BACKGROUND OF INVENTION
• 1. Field of Invention
• The present invention relates to a valve lift apparatus. More particularly, the present invention relates to a hydraulic pressure variable valve lift apparatus that varies lift mount of a valve for opening/closing a port of an internal combustion engine.
• 2. Description of Related Art
• An internal combustion engine takes fuel/air into a combustion chamber and combusts them to generate power. An intake valve is opened by a cam shaft to suck in the air and the air is supplied into the combustion chamber while the intake valve is opened.
• Also, an exhaust valve is lifted by a camshaft and the combustion gas is exhausted from the combustion chamber while the exhaust valve is opened.
• An optimal operation of the intake valves and the exhaust valves depends on a rotation speed of the engine. That is, an optimum lift or optimum opening/closing timing of the valves depends on the rotation speed of the engine. Researches has been undertaken on a variable valve lift (VVL) apparatus that enables different valve lifts depending on the engine speed so as to achieve such an optimal valve operation depending on the rotation speed of the engine.
• Meanwhile, since a CVVL that is broadly used includes a link, an eccentric cam, a control shaft, and so on and the number of components is large, the inertial weight and the accumulated tolerance become larger and there is a drawback in developing moving characteristics of the CVVL system.
• Also, since the valve of the cylinder is simultaneously controlled by the same camshaft, the free valve movement is restricted.
• The information disclosed in this Background section is only for enhancement of understanding of the general background of the invention and should not be taken as an acknowledgement or any form of suggestion that this information forms the prior art already known to a person skilled in the art.

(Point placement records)
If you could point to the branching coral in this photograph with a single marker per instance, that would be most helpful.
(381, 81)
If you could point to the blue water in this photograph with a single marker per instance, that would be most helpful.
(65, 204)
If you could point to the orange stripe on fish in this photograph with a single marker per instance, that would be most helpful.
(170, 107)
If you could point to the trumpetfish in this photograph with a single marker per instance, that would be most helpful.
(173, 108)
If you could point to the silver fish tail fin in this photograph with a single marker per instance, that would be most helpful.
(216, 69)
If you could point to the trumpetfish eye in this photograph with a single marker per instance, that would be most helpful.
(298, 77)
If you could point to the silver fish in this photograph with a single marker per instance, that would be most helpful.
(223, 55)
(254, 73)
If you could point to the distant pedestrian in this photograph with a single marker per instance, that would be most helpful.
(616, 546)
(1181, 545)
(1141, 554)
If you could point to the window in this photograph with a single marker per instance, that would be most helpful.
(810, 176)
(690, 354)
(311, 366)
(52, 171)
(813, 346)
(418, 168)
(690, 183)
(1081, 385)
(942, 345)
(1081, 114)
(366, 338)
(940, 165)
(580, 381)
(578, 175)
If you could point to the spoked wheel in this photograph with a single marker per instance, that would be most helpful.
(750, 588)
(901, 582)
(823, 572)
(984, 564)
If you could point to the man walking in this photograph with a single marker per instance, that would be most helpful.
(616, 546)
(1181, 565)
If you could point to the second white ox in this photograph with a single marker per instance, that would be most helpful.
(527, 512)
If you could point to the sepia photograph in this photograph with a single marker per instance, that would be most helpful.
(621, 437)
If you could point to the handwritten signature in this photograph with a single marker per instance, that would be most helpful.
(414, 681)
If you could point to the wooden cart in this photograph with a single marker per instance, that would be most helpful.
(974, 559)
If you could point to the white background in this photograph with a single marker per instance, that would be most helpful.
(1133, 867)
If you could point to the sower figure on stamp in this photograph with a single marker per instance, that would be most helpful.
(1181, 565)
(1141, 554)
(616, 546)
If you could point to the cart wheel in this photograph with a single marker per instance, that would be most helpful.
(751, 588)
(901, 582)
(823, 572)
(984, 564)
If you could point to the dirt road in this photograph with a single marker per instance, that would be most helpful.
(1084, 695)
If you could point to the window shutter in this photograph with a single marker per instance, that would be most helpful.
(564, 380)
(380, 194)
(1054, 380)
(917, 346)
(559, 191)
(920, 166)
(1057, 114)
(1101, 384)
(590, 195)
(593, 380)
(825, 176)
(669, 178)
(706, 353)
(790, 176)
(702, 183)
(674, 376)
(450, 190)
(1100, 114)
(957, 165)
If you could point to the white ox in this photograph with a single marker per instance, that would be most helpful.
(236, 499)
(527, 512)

**EXERCISE INSTRUCTIONS**
- A) Answer these from the valve lift background:
(i) What opens the intake valve?
(ii) What do the optimum lift and opening/closing timing of the valves depend on?
(iii) Which components does the broadly used CVVL include?
- B) Return everything in the valve lift background from "BACKGROUND OF INVENTION" down to "exhaust valve is opened.".

**RESULTS**
- A)
(i) A cam shaft.
(ii) The rotation speed of the engine.
(iii) A link, an eccentric cam, and a control shaft.

- B)
BACKGROUND OF INVENTION
• 1. Field of Invention
• The present invention relates to a valve lift apparatus. More particularly, the present invention relates to a hydraulic pressure variable valve lift apparatus that varies lift mount of a valve for opening/closing a port of an internal combustion engine.
• 2. Description of Related Art
• An internal combustion engine takes fuel/air into a combustion chamber and combusts them to generate power. An intake valve is opened by a cam shaft to suck in the air and the air is supplied into the combustion chamber while the intake valve is opened.
• Also, an exhaust valve is lifted by a camshaft and the combustion gas is exhausted from the combustion chamber while the exhaust valve is opened.